Set problem 1 -
In the cycling forum thread, which rider does 32and3cross think was really the strongest?
Set problem 2 -
In the cycling forum thread, rewrite the part from "Im not even" up to and including "(Mar 23, 2002)", swapping "two up sprint" for "two-man sprint".
Set problem 3 -
Continue the cycling forum thread from its last line.

Given passage -

:::::

Is there a point to chasing and getting dropped even further back?


----------



## 32and3cross (Feb 28, 2005)

55x11 said:


> Cancellara was certainly the strongest rider. But he didn't play his cards right, even then he made a great late move that got him on podium and could have produced a win. Nice work, and he will be back next week.
> 
> Nuyens and Chavanel were wheel-suckers, but nonetheless it was a smart tactic that worked out for Nuyens (not so much for Chavanel).


Im not even sure you can say Cancellara was the strongest I think that award goes to Chavanel who was off the front and then clearly had no trouble hanging with Cancellara when he caught up, add to that Chavanel was covering and chasing stuff after that, at most its a draw which of them was stronger Chavanel how ever had Boonen to think about which prevented him from riding til the very end had he ridden earlier I think we would have seen a two up sprint which I think Chavanel had a good chance of winning.

Calling Nuyens a wheel sucker shows a lacking understanding of how thing were happening, he rode when he needed too after the 3 were away at the end but no more than he needed to knowing that Chavanel was waiting for Boonen and that Cancellara had to ride.


----------



## atpjunkie (Mar 23, 2002)

*yeah*



tinkerbeast said:


> Am I just imagining that boonen held on to canc's wheel when he put in his strongest dig on the leeberg? In fact it was a really canny move (not brute strength) by canc when he just about squeezed through the rabo and sky riders before the road narrowed leaving boonen stuck behind the slower riders. Of course once canc had that gap it was goodbye, but boonen wasn't as weak as people are making him out to be.

:::::

Data excerpts -
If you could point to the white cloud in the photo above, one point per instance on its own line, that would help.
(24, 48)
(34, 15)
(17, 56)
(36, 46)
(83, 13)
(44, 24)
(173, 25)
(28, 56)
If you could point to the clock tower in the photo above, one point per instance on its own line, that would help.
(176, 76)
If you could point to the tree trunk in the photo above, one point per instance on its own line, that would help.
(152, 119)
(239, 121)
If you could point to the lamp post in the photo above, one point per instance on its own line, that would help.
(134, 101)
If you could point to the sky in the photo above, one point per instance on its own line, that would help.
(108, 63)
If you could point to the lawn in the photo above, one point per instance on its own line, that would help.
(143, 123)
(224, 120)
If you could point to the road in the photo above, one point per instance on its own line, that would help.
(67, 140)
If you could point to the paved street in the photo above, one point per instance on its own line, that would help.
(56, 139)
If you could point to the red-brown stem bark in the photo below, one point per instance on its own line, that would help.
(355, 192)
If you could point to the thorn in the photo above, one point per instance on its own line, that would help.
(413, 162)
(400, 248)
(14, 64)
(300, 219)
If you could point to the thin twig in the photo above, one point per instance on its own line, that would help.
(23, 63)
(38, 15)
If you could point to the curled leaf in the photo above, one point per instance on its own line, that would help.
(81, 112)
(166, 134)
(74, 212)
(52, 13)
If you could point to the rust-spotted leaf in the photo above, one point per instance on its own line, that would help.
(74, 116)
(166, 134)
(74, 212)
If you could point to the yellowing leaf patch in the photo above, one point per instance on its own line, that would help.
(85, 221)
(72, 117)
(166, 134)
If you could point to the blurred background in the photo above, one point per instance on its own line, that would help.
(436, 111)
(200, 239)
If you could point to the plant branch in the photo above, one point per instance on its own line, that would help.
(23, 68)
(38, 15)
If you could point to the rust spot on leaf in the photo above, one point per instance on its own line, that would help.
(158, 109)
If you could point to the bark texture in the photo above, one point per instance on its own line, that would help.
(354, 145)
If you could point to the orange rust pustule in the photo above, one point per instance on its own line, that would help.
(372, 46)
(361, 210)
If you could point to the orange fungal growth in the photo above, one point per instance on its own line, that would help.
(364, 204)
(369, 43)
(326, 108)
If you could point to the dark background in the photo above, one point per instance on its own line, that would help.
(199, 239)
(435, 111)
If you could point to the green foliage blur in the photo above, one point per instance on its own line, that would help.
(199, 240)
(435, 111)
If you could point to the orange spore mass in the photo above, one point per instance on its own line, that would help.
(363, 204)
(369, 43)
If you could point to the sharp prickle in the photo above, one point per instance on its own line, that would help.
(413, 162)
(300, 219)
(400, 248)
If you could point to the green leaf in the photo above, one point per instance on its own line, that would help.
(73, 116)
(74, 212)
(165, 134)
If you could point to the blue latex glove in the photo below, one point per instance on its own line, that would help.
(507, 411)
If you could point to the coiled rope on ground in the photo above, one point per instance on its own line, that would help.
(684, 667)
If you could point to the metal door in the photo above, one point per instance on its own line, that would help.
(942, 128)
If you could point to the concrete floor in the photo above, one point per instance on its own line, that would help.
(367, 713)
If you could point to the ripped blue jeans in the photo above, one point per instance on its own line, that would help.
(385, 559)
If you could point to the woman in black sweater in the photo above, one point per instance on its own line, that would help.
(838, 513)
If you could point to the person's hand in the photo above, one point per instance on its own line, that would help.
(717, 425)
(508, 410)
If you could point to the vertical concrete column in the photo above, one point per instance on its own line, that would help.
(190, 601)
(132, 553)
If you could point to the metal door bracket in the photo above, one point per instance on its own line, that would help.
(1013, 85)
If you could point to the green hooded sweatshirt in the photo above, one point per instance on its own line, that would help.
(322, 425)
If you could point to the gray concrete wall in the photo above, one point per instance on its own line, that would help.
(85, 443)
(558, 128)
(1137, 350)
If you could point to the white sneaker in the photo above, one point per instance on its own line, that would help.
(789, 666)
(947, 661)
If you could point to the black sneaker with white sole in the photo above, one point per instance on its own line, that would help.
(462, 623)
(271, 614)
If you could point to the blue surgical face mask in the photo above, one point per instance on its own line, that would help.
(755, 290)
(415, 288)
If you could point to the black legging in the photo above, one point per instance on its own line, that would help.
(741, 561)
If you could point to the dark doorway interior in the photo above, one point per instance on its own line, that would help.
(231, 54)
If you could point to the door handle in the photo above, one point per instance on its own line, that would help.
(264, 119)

:::::

Expected output 1 -
Chavanel

Expected output 2 -
Im not even sure you can say Cancellara was the strongest I think that award goes to Chavanel who was off the front and then clearly had no trouble hanging with Cancellara when he caught up, add to that Chavanel was covering and chasing stuff after that, at most its a draw which of them was stronger Chavanel how ever had Boonen to think about which prevented him from riding til the very end had he ridden earlier I think we would have seen a two-man sprint which I think Chavanel had a good chance of winning.

Calling Nuyens a wheel sucker shows a lacking understanding of how thing were happening, he rode when he needed too after the 3 were away at the end but no more than he needed to knowing that Chavanel was waiting for Boonen and that Cancellara had to ride.


----------



## atpjunkie (Mar 23, 2002)

Expected output 3 -
> 
> Also I kinda get the feeling that the time difference broadcast was incorrect. Theres no way canc could hold off an entire team organized chase (even made the lead grow at some points) and then the minute lead plummeted to nothing in a little over a minute like he came to a stand still. I know he cramped but it certainly didnt look like he slowed down that much. If he actually did what he did, I'd be very afraid for PR... canc only lost because he cramped... easy enough to fix next time, but what will the peloton do? organize an 8 man chase? good luck doing that with vaughters behind the radio and after a surprise winner like nuyens teams are going to be a lot less coopertative (despite all the praise BMC is getting their tactics didnt work out for them in the end did it?)


Boonen got boxed and it was a cagey move by Fabian getting by those 2 guys


----------



## atpjunkie (Mar 23, 2002)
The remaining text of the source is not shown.